• **AIM OF THE EXERCISE**: The line containing "Practice step: identify the small" and every line after it, through the last, are to be extracted exactly; no other lines belong in the answer.

• **SOURCE DATA**:
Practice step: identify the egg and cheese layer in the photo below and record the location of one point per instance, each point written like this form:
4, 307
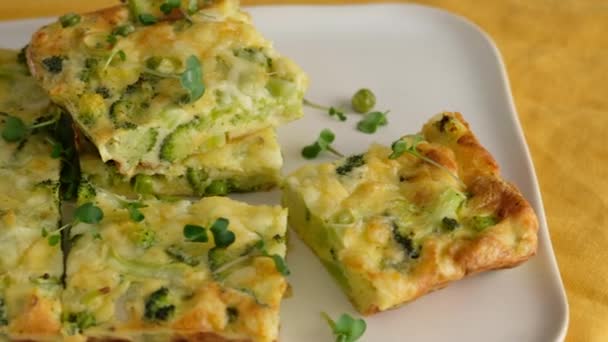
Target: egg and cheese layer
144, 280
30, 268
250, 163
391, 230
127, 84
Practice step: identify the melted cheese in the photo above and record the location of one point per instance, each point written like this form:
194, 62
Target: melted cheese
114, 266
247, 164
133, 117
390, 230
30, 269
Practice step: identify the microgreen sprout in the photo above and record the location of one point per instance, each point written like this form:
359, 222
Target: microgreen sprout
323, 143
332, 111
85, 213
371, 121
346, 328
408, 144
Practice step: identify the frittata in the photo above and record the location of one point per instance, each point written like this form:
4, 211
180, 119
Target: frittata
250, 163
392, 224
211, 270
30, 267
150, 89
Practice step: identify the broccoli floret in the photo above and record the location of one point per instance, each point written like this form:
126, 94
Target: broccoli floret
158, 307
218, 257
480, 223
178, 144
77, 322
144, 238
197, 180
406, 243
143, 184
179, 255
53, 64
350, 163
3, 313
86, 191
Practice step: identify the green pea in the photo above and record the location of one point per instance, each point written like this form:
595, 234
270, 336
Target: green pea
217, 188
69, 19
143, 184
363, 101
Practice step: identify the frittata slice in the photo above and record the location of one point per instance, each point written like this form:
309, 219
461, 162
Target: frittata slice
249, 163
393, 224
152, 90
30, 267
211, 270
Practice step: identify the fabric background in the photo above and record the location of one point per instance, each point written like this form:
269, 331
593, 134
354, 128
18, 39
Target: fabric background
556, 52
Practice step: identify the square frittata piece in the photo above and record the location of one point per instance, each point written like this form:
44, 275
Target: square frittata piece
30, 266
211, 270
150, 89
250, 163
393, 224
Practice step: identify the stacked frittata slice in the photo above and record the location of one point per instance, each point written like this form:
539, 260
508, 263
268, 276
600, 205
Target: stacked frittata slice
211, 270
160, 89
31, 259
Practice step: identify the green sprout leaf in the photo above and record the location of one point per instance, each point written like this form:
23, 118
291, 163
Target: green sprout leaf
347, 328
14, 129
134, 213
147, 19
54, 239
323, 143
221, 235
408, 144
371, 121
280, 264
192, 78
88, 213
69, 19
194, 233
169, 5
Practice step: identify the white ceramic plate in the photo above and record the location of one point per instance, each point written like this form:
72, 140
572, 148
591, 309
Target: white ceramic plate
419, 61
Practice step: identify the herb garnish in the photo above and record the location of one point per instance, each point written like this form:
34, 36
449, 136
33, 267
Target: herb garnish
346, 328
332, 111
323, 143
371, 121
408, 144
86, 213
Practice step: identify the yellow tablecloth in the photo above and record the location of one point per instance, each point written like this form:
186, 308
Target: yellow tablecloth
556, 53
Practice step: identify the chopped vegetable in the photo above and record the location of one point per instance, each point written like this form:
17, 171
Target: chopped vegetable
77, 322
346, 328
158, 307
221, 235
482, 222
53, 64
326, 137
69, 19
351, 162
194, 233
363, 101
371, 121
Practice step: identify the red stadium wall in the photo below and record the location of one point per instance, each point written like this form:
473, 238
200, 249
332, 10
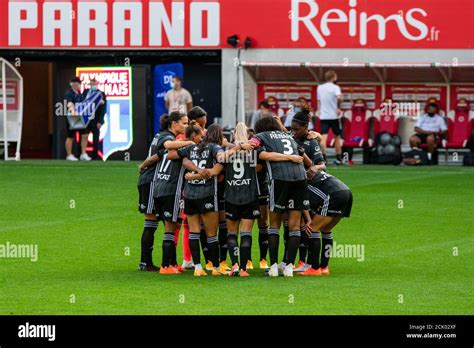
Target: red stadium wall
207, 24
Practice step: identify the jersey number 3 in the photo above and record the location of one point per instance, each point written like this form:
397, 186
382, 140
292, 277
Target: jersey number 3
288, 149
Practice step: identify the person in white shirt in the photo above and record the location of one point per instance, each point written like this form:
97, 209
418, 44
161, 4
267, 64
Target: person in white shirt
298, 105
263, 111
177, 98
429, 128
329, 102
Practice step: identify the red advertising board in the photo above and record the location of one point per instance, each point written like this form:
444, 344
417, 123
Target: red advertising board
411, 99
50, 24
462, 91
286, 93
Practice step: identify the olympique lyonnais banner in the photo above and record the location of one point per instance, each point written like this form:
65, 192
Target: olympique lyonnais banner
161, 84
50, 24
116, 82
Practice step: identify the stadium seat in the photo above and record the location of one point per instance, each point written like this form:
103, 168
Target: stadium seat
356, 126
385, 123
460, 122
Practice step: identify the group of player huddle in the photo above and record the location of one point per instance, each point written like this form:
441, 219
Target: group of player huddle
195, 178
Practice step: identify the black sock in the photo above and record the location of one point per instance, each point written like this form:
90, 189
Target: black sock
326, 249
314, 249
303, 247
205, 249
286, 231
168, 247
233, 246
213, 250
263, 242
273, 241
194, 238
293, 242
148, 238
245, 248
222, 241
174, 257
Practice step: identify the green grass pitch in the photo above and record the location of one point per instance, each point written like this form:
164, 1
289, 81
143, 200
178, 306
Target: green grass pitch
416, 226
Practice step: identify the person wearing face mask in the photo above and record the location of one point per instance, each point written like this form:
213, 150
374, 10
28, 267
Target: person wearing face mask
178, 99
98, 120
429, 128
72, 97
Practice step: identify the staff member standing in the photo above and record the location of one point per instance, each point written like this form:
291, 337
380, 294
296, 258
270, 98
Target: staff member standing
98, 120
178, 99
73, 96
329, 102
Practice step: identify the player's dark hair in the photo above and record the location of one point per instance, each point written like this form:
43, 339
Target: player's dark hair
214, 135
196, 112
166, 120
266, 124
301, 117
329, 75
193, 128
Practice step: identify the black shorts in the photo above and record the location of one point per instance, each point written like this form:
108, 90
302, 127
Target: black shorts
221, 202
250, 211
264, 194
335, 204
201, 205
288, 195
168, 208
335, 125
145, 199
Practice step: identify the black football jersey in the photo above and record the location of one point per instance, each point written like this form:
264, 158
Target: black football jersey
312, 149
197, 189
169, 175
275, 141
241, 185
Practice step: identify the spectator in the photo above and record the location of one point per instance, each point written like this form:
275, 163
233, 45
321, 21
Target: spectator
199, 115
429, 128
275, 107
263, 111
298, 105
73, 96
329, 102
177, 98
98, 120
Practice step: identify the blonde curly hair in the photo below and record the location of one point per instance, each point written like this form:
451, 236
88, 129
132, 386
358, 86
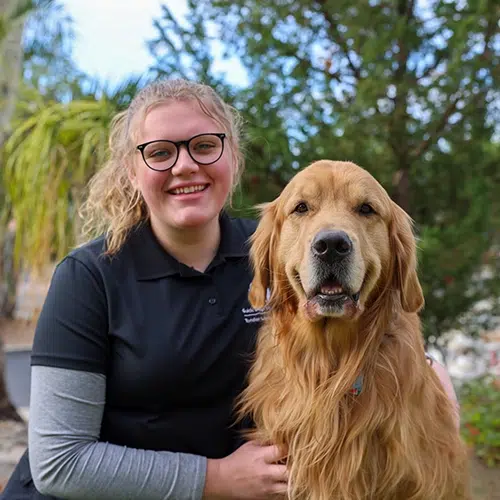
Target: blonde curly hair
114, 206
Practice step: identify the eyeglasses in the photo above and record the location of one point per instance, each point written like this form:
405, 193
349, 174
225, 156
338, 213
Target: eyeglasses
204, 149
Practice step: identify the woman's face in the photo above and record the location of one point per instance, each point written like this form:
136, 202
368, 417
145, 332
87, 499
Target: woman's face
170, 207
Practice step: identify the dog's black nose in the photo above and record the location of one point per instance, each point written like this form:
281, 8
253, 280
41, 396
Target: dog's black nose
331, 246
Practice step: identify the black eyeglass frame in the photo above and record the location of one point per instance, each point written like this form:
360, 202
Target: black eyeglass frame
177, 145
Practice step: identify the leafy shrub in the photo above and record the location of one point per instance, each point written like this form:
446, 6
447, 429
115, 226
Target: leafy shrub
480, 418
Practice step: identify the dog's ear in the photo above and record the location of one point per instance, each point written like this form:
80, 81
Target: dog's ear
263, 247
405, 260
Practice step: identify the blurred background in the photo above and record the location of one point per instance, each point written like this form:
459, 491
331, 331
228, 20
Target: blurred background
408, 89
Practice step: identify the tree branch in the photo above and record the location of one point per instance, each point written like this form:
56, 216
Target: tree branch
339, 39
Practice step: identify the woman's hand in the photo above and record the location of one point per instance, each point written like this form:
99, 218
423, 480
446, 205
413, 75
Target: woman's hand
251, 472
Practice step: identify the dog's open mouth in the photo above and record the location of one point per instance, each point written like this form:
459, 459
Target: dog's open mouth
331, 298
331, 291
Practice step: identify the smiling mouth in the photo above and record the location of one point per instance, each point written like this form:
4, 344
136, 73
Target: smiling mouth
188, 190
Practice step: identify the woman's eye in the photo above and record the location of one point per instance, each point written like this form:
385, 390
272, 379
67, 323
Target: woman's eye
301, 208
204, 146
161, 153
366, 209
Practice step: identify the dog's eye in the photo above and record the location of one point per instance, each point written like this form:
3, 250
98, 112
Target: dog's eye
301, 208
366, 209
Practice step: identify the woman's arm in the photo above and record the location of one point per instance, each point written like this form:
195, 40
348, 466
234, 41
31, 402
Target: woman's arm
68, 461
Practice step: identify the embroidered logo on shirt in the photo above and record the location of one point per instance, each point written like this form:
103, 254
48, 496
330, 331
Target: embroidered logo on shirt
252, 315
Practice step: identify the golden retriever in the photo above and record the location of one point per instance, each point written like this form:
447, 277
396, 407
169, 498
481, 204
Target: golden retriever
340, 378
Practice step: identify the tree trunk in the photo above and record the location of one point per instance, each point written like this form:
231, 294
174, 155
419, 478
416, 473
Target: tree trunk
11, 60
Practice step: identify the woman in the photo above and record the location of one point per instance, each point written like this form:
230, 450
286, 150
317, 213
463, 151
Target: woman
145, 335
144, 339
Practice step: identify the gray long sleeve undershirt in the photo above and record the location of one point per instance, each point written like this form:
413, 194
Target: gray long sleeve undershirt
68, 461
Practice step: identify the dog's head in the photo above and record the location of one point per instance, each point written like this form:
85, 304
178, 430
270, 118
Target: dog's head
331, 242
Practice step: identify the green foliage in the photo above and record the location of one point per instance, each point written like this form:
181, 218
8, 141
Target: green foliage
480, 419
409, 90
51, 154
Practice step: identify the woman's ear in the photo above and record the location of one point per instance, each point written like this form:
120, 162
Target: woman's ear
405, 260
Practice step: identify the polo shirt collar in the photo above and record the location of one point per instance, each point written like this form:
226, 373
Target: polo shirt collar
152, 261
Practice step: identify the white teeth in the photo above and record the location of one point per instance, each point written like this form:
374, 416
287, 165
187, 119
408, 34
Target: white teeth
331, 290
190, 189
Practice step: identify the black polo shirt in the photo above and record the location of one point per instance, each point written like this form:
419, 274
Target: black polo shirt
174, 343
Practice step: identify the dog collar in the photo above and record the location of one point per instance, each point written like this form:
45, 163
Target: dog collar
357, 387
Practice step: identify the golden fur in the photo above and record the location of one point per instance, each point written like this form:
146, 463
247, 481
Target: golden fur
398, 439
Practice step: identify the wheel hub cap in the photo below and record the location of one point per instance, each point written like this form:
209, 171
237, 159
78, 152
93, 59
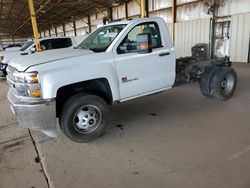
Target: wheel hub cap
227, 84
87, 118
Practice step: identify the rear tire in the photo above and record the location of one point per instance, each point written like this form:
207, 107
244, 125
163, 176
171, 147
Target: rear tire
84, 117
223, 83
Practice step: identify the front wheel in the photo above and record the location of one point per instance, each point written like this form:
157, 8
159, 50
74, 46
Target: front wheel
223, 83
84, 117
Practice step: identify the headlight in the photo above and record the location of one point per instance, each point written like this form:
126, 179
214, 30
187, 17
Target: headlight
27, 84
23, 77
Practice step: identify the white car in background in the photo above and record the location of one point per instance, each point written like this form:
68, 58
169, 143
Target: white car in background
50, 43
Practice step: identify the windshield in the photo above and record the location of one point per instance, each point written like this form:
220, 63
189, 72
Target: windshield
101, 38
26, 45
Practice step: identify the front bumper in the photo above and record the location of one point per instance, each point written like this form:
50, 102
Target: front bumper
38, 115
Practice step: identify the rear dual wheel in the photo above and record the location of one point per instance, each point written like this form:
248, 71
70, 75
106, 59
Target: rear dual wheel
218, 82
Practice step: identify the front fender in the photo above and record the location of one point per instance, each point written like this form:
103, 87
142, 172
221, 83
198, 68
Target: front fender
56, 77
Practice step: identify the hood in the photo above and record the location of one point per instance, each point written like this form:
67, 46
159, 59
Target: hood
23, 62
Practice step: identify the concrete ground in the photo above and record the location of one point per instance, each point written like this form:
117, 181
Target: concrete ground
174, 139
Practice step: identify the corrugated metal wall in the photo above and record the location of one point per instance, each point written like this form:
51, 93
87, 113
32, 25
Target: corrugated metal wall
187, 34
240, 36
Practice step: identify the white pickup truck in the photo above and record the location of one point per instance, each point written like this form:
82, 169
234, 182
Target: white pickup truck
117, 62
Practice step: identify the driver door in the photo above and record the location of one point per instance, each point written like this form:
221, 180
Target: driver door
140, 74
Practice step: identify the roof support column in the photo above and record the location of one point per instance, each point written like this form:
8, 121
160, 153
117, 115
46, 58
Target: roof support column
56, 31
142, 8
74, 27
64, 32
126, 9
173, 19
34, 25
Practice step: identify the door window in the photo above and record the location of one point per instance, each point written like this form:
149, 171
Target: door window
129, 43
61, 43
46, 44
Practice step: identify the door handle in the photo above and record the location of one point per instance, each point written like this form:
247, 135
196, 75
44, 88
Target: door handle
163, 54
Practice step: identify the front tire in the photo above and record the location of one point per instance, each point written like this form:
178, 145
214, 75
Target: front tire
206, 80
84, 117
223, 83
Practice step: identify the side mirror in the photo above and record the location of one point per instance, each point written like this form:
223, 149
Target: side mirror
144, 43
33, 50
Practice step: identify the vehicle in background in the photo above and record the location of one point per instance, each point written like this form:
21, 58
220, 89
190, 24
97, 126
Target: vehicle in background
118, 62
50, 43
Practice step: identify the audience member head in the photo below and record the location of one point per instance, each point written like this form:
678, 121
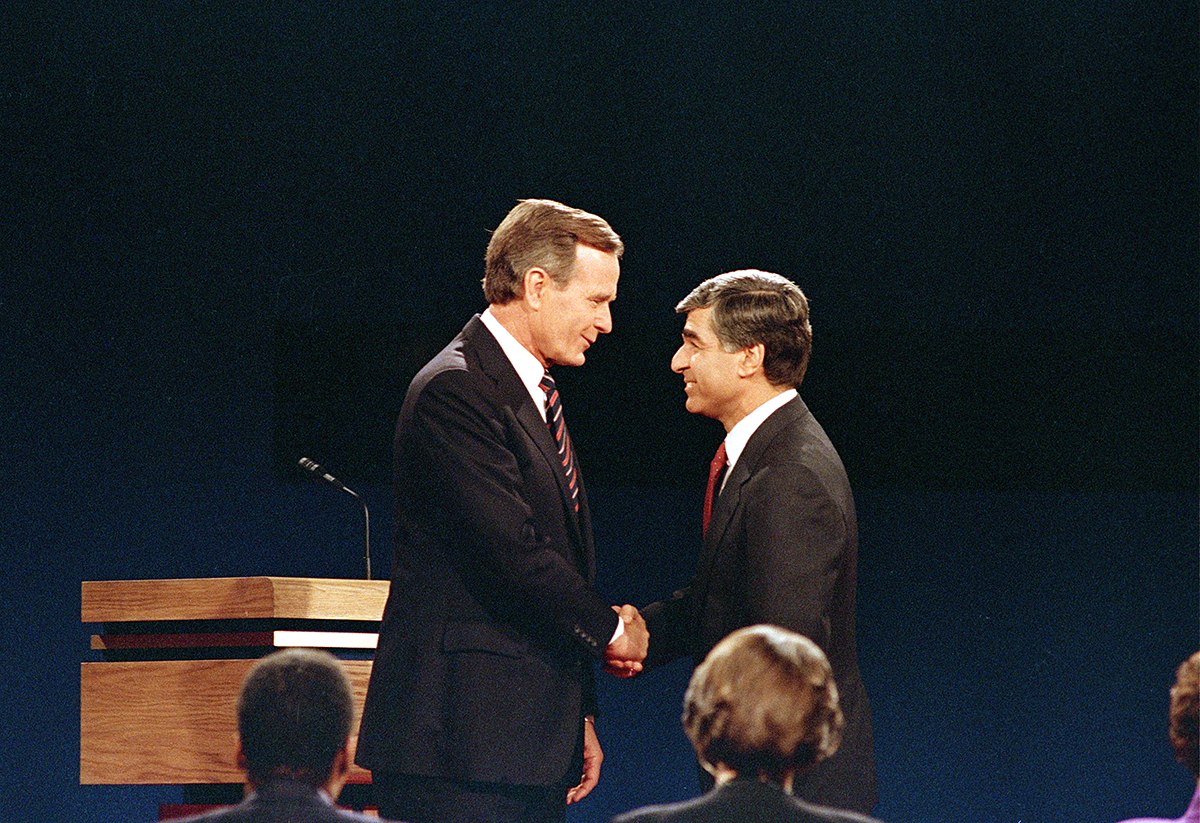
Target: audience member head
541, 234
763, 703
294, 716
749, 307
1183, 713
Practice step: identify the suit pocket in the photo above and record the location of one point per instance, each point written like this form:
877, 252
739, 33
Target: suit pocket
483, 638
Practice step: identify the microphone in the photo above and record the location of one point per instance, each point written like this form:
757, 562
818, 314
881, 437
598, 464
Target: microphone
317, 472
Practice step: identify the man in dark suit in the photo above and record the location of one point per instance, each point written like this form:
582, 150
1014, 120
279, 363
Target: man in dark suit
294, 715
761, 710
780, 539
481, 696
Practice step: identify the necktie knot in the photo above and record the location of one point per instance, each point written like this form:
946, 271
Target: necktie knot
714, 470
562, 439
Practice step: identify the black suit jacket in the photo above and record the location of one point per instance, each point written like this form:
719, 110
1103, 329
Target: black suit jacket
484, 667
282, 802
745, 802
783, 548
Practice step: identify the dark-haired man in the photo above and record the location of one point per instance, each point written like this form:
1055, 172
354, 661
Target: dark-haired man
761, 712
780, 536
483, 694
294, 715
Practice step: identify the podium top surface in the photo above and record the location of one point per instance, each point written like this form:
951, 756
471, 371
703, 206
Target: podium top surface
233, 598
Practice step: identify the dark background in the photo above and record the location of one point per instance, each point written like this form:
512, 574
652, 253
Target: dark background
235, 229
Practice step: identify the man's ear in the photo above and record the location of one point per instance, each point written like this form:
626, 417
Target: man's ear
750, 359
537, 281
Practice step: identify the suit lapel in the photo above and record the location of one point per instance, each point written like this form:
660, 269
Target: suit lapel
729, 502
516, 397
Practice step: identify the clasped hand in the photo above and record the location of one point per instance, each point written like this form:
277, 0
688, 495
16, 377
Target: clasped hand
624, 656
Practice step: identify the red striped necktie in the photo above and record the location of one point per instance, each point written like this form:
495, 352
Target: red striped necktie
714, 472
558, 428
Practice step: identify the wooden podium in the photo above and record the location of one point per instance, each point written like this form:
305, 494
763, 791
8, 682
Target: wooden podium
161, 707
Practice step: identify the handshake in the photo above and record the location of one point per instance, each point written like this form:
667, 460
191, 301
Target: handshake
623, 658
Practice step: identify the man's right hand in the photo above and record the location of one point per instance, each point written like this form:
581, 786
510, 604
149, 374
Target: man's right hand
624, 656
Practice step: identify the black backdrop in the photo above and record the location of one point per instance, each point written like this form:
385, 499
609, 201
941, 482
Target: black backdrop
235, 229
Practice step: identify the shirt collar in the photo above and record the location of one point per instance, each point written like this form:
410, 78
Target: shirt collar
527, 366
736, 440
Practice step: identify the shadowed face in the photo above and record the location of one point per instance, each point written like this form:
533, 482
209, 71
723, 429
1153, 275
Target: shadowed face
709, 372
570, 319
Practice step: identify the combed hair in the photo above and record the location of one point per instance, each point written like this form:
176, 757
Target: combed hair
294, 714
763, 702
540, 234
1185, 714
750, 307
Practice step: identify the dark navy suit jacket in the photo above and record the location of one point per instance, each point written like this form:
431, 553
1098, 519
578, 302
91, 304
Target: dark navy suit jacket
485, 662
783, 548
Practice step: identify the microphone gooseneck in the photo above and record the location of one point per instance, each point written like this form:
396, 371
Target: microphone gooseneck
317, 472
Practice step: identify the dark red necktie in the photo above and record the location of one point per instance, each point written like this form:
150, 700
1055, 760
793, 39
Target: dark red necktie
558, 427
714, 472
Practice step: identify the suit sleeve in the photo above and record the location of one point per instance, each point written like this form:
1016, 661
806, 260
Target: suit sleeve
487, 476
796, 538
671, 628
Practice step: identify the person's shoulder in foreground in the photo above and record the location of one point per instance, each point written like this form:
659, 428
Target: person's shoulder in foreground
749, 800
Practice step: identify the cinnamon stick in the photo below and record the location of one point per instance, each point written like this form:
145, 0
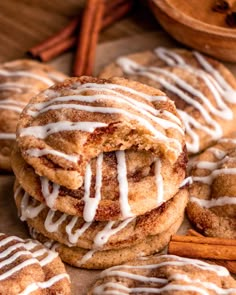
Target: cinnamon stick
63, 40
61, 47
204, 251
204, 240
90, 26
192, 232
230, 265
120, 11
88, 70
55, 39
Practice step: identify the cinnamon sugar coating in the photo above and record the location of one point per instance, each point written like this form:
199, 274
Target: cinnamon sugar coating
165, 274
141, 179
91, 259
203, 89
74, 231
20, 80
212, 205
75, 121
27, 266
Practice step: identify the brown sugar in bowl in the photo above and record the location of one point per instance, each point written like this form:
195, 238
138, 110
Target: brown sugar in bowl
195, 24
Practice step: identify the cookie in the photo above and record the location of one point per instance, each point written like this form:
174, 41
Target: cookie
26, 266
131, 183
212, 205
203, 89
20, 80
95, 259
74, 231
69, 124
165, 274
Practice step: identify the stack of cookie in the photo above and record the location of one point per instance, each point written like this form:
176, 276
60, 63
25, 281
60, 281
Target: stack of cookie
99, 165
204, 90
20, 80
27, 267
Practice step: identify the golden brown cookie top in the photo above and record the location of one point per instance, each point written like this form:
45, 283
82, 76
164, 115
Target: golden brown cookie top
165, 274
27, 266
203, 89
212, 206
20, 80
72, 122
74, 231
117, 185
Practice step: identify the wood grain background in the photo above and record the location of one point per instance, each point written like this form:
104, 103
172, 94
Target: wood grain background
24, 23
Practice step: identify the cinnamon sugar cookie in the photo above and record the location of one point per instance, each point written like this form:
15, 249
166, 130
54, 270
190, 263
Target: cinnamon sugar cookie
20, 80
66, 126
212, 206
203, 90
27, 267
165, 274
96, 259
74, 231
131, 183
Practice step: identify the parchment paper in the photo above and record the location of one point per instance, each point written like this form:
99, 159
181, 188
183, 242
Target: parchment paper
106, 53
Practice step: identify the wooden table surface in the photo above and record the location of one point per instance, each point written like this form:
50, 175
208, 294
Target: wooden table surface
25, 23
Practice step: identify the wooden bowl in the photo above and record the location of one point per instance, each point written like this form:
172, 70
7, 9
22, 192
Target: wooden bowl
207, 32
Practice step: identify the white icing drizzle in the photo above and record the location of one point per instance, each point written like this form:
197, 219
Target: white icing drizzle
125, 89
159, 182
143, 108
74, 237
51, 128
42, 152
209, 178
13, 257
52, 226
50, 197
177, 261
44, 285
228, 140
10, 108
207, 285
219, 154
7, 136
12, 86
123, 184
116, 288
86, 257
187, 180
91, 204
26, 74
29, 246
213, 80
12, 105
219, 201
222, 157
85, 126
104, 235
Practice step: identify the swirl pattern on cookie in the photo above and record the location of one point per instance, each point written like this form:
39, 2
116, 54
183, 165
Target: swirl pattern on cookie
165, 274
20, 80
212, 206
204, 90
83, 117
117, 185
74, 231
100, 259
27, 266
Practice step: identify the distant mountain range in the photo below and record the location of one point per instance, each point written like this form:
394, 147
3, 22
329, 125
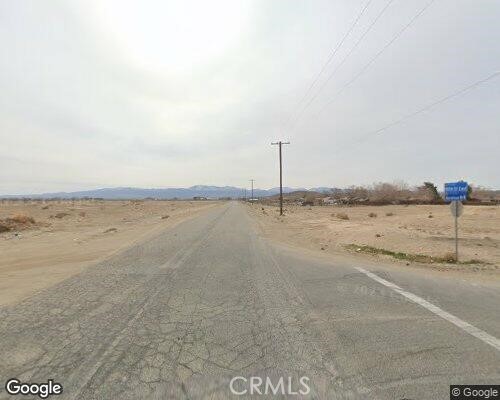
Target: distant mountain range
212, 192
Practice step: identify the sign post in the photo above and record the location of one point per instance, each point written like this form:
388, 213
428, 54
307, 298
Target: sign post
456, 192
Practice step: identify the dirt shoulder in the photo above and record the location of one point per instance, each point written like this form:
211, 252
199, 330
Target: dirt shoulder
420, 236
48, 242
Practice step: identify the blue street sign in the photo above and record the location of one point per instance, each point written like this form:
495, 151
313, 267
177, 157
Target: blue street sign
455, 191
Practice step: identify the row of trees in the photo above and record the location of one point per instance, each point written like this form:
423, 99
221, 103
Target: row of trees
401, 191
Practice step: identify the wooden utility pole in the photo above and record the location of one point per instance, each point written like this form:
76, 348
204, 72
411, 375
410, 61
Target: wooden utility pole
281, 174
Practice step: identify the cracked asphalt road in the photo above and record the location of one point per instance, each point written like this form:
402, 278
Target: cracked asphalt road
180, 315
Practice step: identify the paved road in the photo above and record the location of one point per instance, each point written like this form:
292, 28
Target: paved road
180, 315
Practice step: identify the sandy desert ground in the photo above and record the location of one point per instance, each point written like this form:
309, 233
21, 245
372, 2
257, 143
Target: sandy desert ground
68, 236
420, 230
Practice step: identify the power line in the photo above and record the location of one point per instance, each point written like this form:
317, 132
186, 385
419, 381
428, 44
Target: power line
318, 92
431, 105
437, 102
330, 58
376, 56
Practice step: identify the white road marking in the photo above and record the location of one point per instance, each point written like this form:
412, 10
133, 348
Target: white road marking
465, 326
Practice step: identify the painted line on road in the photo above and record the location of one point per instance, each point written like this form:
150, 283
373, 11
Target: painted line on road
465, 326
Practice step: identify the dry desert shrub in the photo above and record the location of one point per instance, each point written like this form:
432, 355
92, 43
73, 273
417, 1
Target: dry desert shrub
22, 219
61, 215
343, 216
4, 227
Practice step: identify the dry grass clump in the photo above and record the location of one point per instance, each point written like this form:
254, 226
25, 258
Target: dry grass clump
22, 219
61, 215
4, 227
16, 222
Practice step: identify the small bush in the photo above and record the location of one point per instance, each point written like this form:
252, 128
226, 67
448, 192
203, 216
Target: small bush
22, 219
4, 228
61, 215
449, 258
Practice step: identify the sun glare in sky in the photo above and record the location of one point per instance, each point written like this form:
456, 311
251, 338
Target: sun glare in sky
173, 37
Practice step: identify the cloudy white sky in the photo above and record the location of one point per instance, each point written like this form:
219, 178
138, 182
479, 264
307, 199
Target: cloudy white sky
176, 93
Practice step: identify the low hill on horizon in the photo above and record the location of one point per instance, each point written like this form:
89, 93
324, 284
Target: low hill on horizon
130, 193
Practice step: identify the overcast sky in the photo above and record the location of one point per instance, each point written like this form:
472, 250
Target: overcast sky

• **RESPONSE**:
Practice step: identify the small bush in the photo above and record the location of one point per instance, each point written like this form:
252, 128
226, 67
448, 192
203, 216
Target: small bush
22, 219
4, 228
61, 215
449, 258
Practice step: identify the sun glare in sky in the photo above and record the location of one point per instance, each point written like this form:
456, 311
251, 338
Target: sun glare in sky
173, 37
Practice step: identify the cloudy white sky in the photo above and record the location of one point per instance, each point written like this form:
219, 178
138, 182
479, 264
307, 199
Target: cloudy white sky
176, 93
Practice step: identify the low hill on horizon in the photo above and record the location of one point per instance, each point written like this form:
89, 93
324, 284
Target: low hill on horizon
130, 193
Practice step: identify the overcast sky in the photo above and record the location of one point per instance, each point written like this form:
472, 250
Target: overcast sky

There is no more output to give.